Do this ▸ Everything from the line that holds "Exercise. For every instance of the chinese" through the end of the data below should be output exactly, both ends included.

╭─ Dataset records

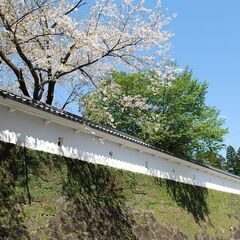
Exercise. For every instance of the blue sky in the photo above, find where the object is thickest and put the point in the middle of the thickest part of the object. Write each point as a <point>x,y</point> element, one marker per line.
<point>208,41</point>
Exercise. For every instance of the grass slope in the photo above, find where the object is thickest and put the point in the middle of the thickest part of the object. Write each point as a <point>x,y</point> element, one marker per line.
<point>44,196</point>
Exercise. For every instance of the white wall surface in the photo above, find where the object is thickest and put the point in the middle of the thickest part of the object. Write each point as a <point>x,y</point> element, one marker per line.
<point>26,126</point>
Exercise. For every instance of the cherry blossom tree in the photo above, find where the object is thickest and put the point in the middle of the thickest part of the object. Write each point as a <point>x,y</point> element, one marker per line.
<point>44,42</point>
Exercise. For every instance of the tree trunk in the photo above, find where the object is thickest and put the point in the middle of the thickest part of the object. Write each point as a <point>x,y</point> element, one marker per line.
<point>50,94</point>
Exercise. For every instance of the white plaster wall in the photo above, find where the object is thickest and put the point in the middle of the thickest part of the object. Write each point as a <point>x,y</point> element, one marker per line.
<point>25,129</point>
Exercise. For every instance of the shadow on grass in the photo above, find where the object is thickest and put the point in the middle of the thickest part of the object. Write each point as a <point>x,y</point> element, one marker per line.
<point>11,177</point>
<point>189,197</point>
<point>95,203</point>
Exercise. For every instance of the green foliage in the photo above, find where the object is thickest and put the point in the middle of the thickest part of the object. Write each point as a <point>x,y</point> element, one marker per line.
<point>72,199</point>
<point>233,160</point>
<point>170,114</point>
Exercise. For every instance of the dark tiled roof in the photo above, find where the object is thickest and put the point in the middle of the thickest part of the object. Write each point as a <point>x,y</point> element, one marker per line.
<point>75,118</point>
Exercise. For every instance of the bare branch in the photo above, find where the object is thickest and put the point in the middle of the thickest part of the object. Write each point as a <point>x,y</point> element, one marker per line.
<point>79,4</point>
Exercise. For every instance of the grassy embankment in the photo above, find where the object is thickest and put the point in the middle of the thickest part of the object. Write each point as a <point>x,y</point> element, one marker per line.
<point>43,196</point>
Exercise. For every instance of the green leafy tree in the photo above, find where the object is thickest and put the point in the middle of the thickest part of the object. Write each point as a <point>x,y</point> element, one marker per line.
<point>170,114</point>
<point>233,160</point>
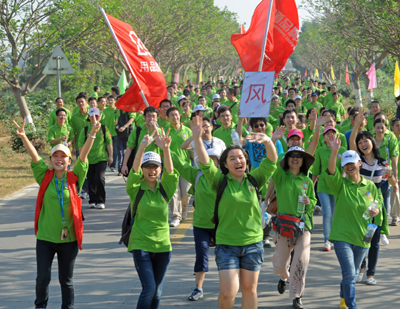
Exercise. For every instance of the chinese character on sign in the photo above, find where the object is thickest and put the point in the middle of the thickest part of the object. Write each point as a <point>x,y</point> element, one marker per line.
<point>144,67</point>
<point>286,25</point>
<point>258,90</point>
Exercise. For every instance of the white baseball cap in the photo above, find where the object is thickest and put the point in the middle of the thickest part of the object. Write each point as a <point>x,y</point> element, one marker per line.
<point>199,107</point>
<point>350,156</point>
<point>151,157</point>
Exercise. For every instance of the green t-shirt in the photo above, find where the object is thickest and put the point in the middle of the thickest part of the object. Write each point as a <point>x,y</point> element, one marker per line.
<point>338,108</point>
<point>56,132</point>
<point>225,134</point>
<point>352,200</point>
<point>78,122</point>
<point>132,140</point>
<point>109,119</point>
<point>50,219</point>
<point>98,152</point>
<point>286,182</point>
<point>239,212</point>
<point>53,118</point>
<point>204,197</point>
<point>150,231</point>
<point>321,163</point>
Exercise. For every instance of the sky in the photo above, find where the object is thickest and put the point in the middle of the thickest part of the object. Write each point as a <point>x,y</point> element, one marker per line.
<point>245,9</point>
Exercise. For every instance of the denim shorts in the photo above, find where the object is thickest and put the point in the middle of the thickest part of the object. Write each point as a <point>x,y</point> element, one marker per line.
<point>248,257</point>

╰─

Response to this exercise ▸
Exercise. For every instance of the chinese character on sign in the photo above, find where the object is thickest and put the point in the middle of the thickest part of the object. Write each point as a <point>x,y</point> element, one marker per line.
<point>144,67</point>
<point>286,25</point>
<point>258,90</point>
Exercise. For every instance of the white baseball cap in the photo above, find where the object is thickest and put the point in the middle of the thickest part of the object. Write each point as a <point>x,y</point> element, one marker per line.
<point>199,107</point>
<point>350,156</point>
<point>151,157</point>
Exercise. For every instance of the green t-shirt in the photo above, find where the object is thickest and put the point in the middle of the thickest part of the object. Write each point as a <point>x,y</point> element, one marker per line.
<point>338,108</point>
<point>56,132</point>
<point>225,134</point>
<point>352,200</point>
<point>78,122</point>
<point>132,140</point>
<point>109,119</point>
<point>50,219</point>
<point>98,152</point>
<point>286,182</point>
<point>239,212</point>
<point>53,118</point>
<point>204,197</point>
<point>150,231</point>
<point>321,163</point>
Exercise. For every instance of the sky in the photo above, find where the object is thickest and put the point in the middle of the thickest part of the object. Write each point as a <point>x,y</point> element, one marker per line.
<point>245,9</point>
Exercise. For every instance of the denim shorts in the photo above, find where the object is thickest and put the point in the middle of the thickest part of the object. Write each point as a <point>x,y</point> element, one marker per line.
<point>248,257</point>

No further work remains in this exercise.